▶ [WHAT YOU NEED TO DO] The word "below" occurs in some lines of the listing. Copy those lines.

▶ [EXTRACTED DATA]
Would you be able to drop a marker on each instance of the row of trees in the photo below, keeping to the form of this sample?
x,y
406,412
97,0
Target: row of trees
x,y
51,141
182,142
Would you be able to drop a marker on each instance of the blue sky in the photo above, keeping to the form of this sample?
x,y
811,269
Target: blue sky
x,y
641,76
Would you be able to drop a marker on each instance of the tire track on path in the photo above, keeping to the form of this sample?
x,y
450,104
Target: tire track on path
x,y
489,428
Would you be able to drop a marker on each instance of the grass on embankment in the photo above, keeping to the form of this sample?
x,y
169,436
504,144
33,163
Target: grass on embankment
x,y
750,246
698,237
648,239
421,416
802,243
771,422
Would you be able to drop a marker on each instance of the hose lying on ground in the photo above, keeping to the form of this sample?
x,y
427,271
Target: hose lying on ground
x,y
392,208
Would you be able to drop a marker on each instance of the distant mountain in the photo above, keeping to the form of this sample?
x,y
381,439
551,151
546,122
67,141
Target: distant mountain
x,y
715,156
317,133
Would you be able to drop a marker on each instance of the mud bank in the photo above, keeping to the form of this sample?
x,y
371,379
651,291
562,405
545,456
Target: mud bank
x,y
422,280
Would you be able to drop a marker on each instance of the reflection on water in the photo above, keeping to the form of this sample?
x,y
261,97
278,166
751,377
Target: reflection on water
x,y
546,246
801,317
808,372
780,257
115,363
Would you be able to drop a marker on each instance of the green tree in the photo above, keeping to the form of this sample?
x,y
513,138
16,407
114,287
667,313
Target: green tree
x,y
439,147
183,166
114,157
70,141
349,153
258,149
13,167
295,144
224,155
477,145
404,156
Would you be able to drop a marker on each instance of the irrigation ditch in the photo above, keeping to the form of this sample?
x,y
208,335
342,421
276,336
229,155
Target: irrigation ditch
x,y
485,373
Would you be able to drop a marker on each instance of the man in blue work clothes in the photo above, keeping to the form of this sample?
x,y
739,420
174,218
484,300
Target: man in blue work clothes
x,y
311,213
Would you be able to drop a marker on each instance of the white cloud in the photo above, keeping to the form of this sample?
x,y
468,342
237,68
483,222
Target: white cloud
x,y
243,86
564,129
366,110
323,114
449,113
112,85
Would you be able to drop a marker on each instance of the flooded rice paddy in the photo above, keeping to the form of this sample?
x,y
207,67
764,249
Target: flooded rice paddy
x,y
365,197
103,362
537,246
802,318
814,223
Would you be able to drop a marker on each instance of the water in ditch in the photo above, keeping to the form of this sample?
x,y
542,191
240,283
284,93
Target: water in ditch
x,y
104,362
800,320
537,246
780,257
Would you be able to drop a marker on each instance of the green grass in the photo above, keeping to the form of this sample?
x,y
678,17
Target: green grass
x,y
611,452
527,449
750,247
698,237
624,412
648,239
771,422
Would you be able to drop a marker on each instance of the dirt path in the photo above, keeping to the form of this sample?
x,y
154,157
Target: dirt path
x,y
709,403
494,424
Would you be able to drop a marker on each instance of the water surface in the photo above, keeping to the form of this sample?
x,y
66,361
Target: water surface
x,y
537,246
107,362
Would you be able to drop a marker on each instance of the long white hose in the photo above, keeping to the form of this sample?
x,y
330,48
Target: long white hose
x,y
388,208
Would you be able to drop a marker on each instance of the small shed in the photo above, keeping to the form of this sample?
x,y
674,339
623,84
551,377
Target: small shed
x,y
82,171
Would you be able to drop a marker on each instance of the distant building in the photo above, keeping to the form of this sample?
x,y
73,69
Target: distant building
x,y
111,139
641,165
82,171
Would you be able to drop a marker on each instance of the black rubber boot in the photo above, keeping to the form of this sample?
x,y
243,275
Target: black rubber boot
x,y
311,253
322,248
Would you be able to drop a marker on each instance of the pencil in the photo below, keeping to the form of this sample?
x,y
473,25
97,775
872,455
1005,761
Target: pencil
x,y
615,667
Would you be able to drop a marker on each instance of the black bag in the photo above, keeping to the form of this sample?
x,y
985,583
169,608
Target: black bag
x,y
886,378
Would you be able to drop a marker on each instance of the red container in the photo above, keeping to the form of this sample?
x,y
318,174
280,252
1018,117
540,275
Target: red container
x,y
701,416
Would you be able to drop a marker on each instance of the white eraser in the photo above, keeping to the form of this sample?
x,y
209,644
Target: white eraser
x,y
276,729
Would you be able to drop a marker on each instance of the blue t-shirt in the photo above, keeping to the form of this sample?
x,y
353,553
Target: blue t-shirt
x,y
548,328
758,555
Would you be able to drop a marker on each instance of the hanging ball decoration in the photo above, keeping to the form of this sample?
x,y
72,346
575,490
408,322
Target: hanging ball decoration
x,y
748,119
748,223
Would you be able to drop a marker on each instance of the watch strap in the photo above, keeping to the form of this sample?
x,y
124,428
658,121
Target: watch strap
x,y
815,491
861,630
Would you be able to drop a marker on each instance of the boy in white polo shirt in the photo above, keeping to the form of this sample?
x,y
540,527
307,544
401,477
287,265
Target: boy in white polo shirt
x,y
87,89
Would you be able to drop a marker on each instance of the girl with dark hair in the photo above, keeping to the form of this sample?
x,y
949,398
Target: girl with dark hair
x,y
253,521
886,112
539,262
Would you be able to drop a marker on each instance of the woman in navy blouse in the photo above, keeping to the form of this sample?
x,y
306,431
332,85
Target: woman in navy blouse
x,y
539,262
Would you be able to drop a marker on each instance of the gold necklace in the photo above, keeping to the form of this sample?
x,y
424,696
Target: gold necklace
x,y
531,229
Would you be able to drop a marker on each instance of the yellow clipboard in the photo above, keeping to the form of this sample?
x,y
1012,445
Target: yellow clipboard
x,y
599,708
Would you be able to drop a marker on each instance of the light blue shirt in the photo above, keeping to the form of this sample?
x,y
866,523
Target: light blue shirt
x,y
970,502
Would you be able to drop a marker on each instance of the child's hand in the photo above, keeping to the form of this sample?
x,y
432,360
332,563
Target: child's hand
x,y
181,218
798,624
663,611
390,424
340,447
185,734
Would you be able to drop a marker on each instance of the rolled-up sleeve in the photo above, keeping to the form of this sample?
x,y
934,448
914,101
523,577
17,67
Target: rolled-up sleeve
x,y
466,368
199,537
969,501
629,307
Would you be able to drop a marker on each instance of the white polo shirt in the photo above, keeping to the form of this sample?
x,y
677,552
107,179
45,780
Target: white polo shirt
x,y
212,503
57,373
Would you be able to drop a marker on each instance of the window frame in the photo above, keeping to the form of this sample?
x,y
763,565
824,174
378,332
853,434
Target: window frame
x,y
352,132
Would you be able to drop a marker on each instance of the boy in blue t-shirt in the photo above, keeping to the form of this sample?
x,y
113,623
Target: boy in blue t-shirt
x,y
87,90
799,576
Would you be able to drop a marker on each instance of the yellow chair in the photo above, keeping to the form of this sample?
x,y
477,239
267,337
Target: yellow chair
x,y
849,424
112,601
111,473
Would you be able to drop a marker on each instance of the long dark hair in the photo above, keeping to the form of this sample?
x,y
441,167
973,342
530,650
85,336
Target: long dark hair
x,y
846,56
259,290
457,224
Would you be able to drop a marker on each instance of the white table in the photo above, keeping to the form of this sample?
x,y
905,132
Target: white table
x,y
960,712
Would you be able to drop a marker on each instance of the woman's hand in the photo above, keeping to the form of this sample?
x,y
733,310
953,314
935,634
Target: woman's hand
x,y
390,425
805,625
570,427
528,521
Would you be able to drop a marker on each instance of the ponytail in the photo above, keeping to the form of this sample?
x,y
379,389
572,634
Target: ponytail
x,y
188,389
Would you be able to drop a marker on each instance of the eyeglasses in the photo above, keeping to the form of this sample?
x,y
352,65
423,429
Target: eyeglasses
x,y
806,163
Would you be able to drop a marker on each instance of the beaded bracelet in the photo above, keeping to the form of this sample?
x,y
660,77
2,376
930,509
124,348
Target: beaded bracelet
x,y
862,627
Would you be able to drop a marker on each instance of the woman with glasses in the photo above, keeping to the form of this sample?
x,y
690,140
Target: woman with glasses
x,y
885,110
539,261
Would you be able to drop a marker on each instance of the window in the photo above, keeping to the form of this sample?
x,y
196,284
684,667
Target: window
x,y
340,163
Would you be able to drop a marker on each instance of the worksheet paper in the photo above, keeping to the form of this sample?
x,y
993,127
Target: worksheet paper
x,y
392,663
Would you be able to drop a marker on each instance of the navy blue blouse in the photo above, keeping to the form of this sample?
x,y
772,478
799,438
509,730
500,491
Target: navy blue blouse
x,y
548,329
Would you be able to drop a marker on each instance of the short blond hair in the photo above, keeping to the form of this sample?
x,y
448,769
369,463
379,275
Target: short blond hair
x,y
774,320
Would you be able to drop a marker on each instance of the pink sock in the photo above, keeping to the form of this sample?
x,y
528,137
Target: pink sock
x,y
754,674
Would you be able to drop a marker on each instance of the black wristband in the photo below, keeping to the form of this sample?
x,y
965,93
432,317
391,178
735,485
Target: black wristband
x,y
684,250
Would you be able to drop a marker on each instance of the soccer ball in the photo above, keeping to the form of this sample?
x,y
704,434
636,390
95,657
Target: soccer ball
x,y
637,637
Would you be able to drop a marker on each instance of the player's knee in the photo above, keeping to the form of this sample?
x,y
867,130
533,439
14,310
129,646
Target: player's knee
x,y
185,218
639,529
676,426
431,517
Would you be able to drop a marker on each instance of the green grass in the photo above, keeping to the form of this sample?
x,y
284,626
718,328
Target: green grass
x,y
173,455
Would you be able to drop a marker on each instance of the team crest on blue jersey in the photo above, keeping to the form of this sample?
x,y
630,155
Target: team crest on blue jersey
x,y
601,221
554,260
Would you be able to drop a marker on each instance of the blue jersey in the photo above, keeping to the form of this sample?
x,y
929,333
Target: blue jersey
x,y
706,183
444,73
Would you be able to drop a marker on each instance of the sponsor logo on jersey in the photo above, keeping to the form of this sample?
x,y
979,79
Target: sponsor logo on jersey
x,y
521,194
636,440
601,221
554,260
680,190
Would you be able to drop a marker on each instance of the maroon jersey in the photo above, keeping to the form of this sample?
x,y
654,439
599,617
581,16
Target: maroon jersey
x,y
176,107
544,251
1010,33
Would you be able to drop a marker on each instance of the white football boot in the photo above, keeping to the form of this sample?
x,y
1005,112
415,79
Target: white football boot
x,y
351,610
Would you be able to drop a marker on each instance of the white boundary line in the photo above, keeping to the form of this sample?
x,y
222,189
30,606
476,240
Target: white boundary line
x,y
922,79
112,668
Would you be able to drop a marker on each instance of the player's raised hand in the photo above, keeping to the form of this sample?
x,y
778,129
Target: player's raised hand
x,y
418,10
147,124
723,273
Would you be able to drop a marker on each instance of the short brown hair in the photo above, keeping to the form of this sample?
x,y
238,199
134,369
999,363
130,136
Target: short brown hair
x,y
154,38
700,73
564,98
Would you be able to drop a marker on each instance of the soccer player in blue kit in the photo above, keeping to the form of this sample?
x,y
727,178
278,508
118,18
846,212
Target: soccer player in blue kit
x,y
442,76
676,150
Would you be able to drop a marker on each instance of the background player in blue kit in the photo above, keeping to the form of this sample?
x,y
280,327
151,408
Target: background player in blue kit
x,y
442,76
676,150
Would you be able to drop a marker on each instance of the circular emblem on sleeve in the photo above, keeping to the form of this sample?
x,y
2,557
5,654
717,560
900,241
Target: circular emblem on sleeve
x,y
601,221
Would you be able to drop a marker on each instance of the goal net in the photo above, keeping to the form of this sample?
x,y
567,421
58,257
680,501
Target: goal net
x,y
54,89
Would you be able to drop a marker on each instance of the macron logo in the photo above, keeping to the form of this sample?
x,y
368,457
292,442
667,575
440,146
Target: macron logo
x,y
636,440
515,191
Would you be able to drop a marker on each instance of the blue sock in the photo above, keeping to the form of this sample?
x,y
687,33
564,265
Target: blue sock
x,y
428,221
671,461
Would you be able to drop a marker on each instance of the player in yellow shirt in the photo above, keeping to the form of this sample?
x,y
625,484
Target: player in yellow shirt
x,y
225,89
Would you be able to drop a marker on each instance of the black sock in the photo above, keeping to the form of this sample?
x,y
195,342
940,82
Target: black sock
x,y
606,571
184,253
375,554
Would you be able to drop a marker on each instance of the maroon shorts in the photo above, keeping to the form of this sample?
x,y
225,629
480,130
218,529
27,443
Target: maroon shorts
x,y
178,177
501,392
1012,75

▶ [RESULT OF THE TASK]
Would you be able to drop a marker on each instance of the row of trees in the photo below, keeping to the form of this sample?
Would you be able to drop a marker on each instance of the pencil in the photo below, keeping to the form of this sample?
Would you be able to drop a marker on each instance of the black wristband in the photo below, keeping to the form of this sample?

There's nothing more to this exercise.